-- Begin Records to use --

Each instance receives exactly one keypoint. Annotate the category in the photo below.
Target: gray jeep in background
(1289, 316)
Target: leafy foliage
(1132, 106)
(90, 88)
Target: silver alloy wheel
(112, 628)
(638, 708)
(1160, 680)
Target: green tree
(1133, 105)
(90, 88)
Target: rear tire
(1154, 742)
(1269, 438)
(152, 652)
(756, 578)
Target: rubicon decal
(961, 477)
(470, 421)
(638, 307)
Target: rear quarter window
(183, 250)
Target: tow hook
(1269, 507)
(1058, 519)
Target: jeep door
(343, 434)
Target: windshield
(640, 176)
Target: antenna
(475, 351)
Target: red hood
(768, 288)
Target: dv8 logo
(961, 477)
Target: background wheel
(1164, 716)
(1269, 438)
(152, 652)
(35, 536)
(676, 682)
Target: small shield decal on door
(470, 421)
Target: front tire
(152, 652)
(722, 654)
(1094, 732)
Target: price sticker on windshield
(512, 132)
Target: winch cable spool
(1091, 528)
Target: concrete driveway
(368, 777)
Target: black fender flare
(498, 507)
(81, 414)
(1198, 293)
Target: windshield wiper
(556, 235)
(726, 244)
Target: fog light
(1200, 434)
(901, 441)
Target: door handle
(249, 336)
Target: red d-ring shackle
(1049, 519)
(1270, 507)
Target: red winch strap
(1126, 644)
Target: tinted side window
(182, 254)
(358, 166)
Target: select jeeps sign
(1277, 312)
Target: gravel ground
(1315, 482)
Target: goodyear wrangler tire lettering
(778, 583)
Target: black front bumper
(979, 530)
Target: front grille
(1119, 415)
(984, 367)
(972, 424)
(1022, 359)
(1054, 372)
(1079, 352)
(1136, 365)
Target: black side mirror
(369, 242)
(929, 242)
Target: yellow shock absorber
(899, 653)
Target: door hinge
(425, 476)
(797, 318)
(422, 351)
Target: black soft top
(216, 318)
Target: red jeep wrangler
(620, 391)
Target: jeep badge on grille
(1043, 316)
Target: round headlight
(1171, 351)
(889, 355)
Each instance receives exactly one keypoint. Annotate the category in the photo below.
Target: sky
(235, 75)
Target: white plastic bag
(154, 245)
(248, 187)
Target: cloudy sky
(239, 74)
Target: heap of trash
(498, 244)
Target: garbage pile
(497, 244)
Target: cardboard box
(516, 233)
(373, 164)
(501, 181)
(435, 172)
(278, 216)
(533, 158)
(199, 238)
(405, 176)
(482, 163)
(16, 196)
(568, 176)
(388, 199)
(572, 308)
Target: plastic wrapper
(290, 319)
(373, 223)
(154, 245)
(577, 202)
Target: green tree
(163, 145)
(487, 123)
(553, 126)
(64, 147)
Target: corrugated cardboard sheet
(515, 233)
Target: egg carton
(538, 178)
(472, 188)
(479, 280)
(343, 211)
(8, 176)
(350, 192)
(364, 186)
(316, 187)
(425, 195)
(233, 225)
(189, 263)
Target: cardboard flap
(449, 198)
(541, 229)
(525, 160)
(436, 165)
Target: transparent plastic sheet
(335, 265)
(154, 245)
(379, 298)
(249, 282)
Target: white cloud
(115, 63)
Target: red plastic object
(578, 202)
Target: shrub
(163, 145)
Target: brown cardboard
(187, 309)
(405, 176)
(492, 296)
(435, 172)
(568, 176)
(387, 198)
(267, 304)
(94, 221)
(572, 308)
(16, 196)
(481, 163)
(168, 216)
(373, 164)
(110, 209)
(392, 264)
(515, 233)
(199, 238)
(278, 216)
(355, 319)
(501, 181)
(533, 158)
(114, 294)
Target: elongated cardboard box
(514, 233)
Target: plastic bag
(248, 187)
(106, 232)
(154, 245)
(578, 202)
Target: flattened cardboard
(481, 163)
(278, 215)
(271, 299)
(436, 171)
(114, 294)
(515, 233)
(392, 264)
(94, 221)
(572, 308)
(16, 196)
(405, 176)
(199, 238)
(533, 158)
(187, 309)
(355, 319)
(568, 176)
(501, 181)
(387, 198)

-- End Records to use --

Prompt.
Scale the material starting with the line containing "Target: transparent plastic sheet" and going on through the end of the material. Write those lines out again, leaving every line without coordinates unchanged, and multiply each point coordinate by 1.9, rounding to a whole number with halves rounded up.

Output below.
Target: transparent plastic sheet
(637, 504)
(293, 466)
(720, 566)
(473, 536)
Target: white cloud
(219, 120)
Target: red plastic object
(1098, 384)
Target: shrub
(310, 276)
Target: brown cardboard
(355, 587)
(770, 334)
(935, 562)
(827, 327)
(1079, 334)
(735, 376)
(507, 578)
(179, 420)
(1087, 585)
(30, 372)
(914, 310)
(319, 410)
(709, 312)
(209, 397)
(745, 502)
(979, 443)
(378, 452)
(528, 410)
(675, 606)
(952, 344)
(1013, 300)
(217, 559)
Target: elongated cardboard box
(977, 443)
Target: plastic bag
(471, 355)
(201, 441)
(293, 466)
(1098, 384)
Target: flattened cardboard
(914, 310)
(528, 409)
(515, 568)
(828, 325)
(217, 559)
(979, 443)
(745, 502)
(179, 420)
(1087, 585)
(30, 372)
(770, 334)
(378, 452)
(1013, 300)
(355, 587)
(675, 606)
(1079, 334)
(952, 344)
(735, 376)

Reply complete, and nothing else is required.